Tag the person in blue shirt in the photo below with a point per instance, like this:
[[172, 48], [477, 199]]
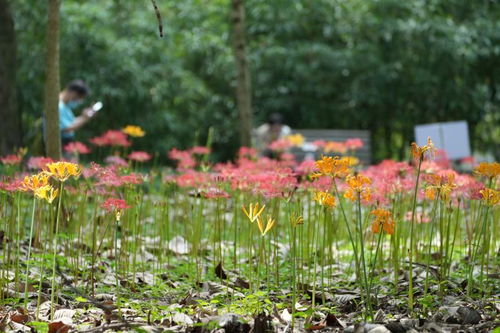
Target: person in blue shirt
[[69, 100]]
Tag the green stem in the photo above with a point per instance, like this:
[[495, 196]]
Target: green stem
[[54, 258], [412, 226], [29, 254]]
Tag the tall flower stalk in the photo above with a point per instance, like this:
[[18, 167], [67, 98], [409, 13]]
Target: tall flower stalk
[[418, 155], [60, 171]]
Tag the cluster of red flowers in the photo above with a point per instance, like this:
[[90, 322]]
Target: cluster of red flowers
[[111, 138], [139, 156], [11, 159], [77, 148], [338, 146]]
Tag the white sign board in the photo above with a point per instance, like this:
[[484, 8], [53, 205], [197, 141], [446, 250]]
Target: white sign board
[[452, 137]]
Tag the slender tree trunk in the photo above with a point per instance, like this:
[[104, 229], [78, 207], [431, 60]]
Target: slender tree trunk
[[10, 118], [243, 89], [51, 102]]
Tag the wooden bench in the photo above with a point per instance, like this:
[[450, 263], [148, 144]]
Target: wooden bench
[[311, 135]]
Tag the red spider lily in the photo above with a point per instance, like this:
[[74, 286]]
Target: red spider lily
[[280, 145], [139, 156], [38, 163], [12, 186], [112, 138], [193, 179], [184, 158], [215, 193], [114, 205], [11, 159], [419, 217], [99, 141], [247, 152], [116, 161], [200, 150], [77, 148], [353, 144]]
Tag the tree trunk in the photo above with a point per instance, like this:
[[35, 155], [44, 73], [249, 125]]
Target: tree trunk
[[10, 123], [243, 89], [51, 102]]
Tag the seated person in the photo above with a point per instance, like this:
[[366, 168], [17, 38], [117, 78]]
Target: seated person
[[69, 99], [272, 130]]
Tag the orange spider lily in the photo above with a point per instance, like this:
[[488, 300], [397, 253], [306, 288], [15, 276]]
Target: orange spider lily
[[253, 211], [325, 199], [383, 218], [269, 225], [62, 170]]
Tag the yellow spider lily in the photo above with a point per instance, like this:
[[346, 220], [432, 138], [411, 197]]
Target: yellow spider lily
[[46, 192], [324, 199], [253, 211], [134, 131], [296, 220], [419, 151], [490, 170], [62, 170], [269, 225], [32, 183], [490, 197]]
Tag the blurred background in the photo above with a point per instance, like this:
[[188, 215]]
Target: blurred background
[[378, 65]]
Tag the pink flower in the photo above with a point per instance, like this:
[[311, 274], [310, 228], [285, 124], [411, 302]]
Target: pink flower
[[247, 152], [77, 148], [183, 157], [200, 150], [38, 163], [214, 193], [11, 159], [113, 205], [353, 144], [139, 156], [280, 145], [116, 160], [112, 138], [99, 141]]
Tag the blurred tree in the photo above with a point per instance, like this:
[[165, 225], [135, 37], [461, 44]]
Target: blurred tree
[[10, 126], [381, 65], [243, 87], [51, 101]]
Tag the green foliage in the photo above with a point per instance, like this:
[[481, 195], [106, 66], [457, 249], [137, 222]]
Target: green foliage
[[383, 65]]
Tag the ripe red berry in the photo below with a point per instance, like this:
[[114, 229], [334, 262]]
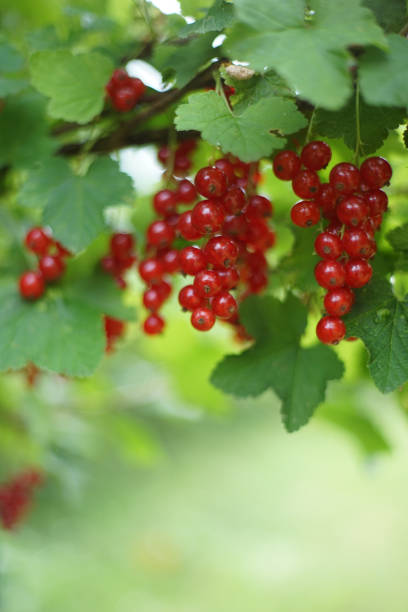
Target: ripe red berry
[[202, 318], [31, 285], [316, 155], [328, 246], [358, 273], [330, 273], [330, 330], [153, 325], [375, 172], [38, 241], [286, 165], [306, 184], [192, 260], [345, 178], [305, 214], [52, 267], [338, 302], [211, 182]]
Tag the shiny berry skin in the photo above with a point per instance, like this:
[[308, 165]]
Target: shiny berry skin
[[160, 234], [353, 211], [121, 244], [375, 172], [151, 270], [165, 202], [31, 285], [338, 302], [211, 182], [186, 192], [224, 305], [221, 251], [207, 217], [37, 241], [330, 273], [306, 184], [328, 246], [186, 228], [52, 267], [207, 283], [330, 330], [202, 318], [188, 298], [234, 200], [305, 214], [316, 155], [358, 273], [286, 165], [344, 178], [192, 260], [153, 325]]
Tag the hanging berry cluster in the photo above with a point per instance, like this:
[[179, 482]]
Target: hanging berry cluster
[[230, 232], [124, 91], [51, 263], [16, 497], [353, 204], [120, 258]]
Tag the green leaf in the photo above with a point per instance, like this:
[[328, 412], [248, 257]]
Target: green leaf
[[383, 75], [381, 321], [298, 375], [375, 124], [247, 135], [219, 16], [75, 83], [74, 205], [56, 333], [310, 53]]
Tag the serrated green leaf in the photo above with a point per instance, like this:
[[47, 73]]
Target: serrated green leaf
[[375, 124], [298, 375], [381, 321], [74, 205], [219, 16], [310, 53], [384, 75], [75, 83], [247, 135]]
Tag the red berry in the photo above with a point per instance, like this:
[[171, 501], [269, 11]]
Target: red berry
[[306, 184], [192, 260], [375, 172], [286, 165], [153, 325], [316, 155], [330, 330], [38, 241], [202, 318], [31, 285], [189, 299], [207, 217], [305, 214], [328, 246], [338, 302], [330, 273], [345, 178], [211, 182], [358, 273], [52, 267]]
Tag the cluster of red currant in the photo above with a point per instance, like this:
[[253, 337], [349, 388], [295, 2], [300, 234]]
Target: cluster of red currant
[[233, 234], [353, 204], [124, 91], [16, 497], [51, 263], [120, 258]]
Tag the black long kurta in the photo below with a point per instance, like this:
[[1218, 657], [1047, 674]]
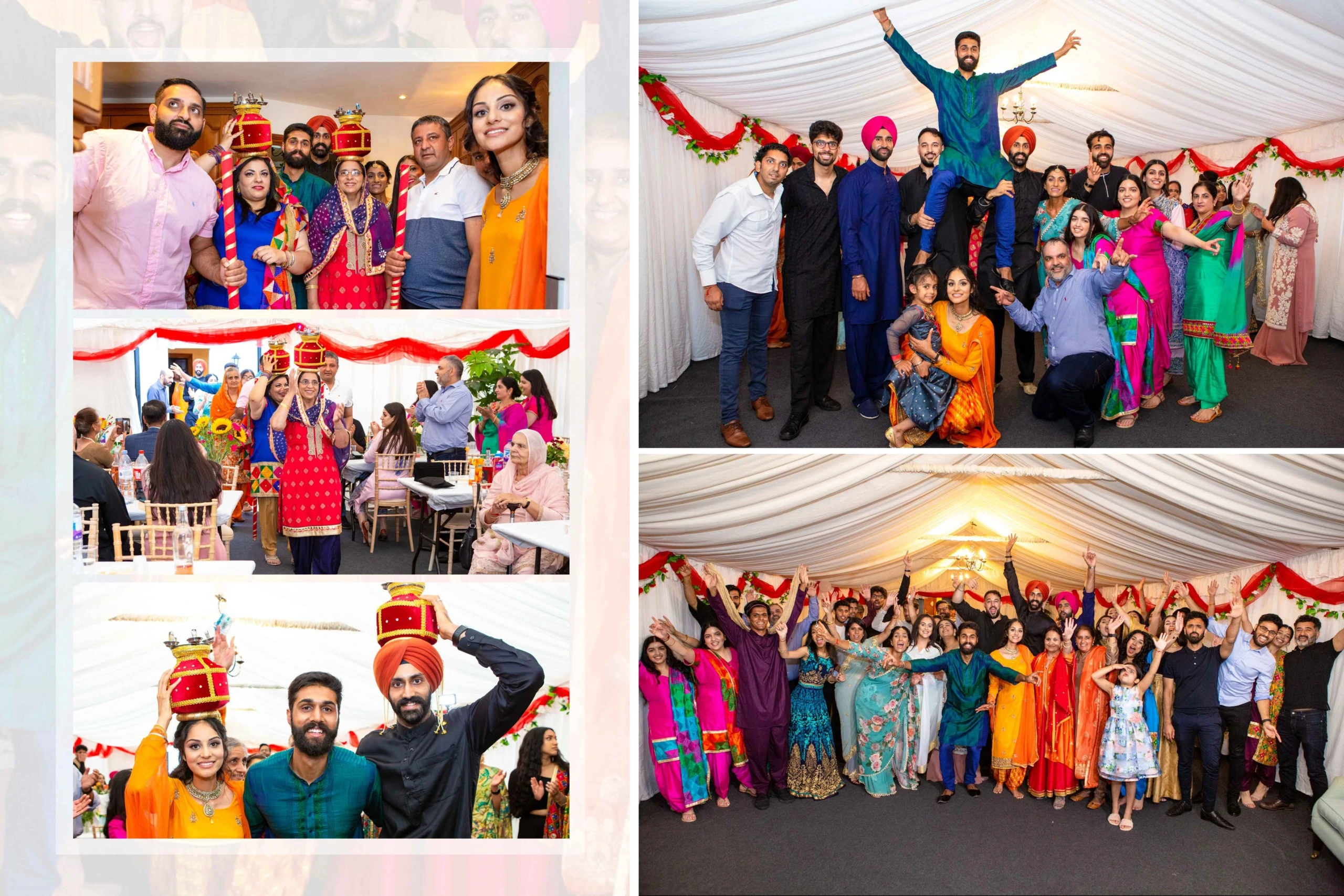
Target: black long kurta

- - -

■ **Set problem**
Copy the lines of the records word for word, starting at the line containing "Tag the blurred tree" and ending at the line containing "[[383, 65]]", both included.

■ **Output of the exercise**
Tag the blurred tree in the photo above with a point per instance, like this:
[[165, 225], [135, 37], [461, 44]]
Target: blurred tree
[[10, 126], [381, 65], [243, 87], [51, 101]]
Tag the green foliage in the photo above with a point per instance, like this:
[[481, 195], [106, 66], [457, 249], [137, 222]]
Target: green foliage
[[383, 65]]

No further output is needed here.